== Short problem 1 ==
Determine how many lines of the entries below contain the string "TASK", and give only that number.

== Source text ==
But let it suffice to leave these remarks without further comment or explanation.

The use the discerning reader will make of them is, that if different writers agree in the same general disposition, or in the same national character; live together in the same period of time; or in corresponding periods of the progression of manners, or are under the influence of a corresponding genius of policy and government; in every of these cases, some considerable similarity of expression may be occasioned by the agency of general principles, without any suspicion of studied or designed imitation.

II. An identity of phrase and diction, is a much surer note of plagiarism. For considering the vast variety of words, which any language, and especially the more copious ones furnish, and the infinite possible combinations of them into all the forms of phraseology, it would be very strange, if two persons should hit on the same identical terms, and much more should they agree in the same precise arrangement of them in whole sentences.

There is no defending coincidences of this kind; and whatever writers themselves may pretend, or their friends for them, no one can doubt a moment of such identity being a clear and decisive proof of imitation.

== The records ==
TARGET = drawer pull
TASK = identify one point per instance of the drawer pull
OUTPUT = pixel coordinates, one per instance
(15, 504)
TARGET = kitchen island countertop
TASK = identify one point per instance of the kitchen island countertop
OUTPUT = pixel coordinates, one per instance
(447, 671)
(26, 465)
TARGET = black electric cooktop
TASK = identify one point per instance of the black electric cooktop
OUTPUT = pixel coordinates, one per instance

* * *

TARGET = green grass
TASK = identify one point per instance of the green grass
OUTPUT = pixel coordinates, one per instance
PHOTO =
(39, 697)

== Short problem 2 ==
Reproduce the passage on imitation above in full, word for word.

== Expected answer 1 ==
4

== Expected answer 2 ==
But let it suffice to leave these remarks without further comment or explanation.

The use the discerning reader will make of them is, that if different writers agree in the same general disposition, or in the same national character; live together in the same period of time; or in corresponding periods of the progression of manners, or are under the influence of a corresponding genius of policy and government; in every of these cases, some considerable similarity of expression may be occasioned by the agency of general principles, without any suspicion of studied or designed imitation.

II. An identity of phrase and diction, is a much surer note of plagiarism. For considering the vast variety of words, which any language, and especially the more copious ones furnish, and the infinite possible combinations of them into all the forms of phraseology, it would be very strange, if two persons should hit on the same identical terms, and much more should they agree in the same precise arrangement of them in whole sentences.

There is no defending coincidences of this kind; and whatever writers themselves may pretend, or their friends for them, no one can doubt a moment of such identity being a clear and decisive proof of imitation.